▸ **Written task**: Which lines in the listing below contain the word "wheel"? Identify each one and copy it out in full.

▸ **Stored data**:
● ● ● ● ●

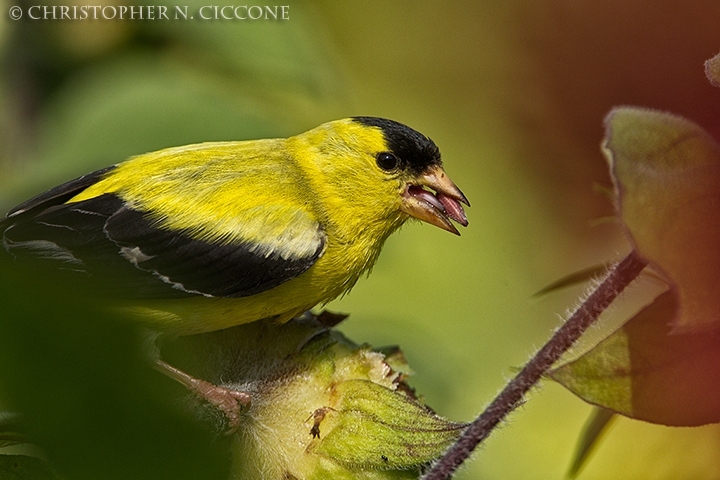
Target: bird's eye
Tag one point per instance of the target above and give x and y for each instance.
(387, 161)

● ● ● ● ●

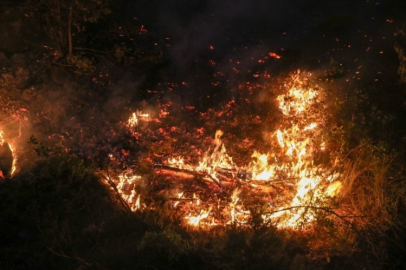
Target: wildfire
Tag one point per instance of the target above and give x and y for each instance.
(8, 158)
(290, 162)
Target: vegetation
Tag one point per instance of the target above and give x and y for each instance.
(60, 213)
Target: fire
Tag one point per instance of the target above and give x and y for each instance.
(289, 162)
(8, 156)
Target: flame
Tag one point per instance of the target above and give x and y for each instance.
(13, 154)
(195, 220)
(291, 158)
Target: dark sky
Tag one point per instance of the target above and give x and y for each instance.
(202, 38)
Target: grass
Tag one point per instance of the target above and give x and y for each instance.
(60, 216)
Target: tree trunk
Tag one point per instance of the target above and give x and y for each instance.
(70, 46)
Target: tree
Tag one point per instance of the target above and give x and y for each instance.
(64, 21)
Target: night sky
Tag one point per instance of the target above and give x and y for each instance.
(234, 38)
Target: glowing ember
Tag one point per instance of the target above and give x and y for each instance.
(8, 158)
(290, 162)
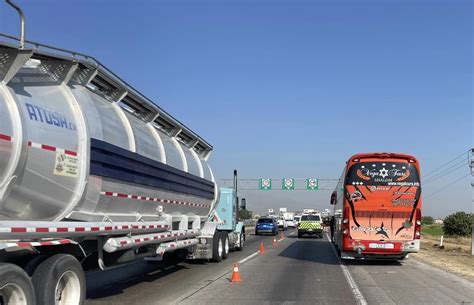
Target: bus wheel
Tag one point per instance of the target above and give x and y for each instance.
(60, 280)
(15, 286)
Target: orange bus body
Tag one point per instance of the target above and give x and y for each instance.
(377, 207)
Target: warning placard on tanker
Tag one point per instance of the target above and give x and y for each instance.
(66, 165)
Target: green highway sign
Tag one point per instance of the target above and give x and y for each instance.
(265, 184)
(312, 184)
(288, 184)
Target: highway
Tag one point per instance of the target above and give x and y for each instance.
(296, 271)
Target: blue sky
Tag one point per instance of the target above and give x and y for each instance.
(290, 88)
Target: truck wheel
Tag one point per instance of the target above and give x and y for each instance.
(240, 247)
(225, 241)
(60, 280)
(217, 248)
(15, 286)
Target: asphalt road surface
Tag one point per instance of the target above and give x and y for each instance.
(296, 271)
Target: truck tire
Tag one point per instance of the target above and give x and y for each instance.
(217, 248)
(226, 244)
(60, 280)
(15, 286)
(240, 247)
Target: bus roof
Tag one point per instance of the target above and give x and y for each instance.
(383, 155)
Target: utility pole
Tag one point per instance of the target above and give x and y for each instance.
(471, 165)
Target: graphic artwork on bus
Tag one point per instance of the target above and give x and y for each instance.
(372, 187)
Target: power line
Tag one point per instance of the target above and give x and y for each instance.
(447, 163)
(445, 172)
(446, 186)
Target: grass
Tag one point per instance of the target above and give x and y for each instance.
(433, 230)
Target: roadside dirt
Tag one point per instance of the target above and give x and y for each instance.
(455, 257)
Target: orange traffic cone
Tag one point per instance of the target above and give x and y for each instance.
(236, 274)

● ● ● ● ●

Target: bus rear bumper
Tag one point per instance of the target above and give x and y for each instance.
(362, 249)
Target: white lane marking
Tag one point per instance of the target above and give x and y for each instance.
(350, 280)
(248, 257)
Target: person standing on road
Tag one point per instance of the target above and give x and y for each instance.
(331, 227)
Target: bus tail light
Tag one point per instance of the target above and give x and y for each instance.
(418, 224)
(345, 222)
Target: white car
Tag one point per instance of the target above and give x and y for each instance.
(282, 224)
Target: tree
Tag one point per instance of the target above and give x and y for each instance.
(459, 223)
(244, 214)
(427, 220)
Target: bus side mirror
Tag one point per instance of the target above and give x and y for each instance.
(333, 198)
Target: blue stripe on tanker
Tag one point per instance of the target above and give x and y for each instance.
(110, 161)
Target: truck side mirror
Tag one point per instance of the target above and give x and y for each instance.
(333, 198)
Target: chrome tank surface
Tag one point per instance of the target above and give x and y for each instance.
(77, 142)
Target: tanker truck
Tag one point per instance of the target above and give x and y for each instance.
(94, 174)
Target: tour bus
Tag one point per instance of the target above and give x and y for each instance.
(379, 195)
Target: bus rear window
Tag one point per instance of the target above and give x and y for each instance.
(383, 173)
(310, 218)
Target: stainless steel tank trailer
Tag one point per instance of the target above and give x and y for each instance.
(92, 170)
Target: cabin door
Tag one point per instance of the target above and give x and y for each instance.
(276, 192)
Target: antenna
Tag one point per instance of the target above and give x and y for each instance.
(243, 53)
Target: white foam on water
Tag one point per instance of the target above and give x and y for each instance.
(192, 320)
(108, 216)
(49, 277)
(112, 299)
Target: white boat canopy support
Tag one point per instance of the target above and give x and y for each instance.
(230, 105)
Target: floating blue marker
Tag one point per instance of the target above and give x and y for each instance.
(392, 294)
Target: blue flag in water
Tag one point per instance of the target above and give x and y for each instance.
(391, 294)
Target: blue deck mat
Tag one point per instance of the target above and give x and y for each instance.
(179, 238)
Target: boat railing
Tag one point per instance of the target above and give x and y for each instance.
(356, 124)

● ● ● ● ●

▸ **Solution for this exercise**:
Target: bus wheel
Target: truck wheel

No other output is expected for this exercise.